What you have to do →
Beginning with the opening line, set down each line of the material below exactly, stopping once the line with "written like (137,279)." is done.

Stored data →
++++

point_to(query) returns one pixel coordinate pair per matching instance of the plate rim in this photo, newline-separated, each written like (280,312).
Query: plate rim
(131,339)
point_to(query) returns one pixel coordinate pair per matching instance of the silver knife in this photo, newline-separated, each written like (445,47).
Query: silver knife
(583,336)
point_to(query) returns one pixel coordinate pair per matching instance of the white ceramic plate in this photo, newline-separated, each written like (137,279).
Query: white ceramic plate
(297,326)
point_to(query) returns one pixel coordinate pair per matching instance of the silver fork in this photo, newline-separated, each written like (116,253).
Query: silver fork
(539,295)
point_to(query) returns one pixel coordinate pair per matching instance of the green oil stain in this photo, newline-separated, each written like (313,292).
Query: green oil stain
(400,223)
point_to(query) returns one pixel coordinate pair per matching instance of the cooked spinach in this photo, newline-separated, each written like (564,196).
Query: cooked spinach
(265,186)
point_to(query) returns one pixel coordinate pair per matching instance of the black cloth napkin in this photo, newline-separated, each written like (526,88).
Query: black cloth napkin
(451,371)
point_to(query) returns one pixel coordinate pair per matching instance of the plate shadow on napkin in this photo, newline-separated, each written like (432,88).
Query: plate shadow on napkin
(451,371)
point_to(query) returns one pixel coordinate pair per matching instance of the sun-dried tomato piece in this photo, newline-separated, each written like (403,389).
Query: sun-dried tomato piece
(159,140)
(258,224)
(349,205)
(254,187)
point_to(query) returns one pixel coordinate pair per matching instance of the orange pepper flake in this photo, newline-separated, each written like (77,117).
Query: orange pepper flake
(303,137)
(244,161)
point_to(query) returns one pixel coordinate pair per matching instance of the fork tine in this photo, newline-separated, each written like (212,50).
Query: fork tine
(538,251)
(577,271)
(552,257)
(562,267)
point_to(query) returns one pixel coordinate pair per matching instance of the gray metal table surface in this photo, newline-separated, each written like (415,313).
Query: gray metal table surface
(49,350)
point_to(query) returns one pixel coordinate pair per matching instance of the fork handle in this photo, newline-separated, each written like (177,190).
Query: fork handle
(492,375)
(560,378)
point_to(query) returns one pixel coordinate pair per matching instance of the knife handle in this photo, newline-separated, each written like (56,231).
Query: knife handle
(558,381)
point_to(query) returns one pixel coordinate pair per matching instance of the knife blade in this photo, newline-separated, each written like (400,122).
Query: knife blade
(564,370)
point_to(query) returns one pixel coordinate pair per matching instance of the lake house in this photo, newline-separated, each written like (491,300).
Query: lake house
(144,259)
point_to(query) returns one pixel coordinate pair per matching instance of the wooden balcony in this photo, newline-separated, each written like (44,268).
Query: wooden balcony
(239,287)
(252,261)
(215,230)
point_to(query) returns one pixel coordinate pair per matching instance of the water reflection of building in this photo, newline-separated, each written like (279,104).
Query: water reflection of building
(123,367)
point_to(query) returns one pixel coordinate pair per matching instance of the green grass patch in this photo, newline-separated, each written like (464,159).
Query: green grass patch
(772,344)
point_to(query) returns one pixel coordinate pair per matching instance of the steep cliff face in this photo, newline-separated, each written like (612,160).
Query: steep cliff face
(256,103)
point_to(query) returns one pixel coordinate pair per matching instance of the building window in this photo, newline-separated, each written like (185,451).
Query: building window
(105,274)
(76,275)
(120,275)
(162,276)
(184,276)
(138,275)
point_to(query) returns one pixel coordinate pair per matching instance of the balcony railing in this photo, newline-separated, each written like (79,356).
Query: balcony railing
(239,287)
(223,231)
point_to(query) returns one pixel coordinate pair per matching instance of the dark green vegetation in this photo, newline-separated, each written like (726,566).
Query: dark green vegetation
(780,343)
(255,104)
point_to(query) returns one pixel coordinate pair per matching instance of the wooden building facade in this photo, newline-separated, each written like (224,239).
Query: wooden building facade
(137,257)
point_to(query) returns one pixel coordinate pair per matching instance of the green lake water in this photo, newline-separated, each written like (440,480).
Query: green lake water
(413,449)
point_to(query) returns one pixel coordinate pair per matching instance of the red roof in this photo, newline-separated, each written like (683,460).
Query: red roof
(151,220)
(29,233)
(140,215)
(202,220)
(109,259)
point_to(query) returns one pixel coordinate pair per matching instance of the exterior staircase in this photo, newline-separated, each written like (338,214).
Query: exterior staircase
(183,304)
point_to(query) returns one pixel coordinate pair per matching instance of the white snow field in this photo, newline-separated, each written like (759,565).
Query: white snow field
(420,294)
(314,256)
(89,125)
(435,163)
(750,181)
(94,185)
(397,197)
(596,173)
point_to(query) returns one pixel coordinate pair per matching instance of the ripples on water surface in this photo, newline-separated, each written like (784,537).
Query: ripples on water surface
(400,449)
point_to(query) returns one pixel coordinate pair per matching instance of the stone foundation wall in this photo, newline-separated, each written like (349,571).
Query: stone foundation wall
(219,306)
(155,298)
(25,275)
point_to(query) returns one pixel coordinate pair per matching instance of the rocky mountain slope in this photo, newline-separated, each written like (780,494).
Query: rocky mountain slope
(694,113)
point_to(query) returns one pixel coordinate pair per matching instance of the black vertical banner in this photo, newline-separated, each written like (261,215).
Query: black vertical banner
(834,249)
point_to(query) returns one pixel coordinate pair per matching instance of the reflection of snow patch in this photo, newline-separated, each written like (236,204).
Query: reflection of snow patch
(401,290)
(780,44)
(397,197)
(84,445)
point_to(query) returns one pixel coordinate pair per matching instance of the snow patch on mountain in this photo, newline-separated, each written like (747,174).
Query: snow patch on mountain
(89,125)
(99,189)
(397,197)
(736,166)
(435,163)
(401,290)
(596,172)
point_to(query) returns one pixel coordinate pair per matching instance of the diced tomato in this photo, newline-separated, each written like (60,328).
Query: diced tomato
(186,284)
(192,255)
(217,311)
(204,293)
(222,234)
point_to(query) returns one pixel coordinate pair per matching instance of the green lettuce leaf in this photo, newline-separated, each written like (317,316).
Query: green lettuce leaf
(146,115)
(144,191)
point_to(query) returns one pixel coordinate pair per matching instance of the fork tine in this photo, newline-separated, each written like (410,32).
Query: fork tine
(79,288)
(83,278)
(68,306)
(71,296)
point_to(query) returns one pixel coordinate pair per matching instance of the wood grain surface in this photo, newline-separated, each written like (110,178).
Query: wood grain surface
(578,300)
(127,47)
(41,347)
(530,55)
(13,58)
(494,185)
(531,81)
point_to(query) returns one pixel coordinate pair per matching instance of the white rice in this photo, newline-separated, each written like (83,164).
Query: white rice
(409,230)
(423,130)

++++

Written reply →
point_to(query) returns one pixel coordinate pair per matching instance of the plate rim in this photo, newline-separated, each written like (280,312).
Query: plate rim
(131,339)
point_to(query) returns one pixel coordinate pair per matching instance of the silver knife in this photo, newline-separated, each written like (445,47).
Query: silver knife
(583,336)
point_to(query) returns one pixel coordinate pair per matching instance of the white ceramic plate in this photo, newline-separated, each written like (137,279).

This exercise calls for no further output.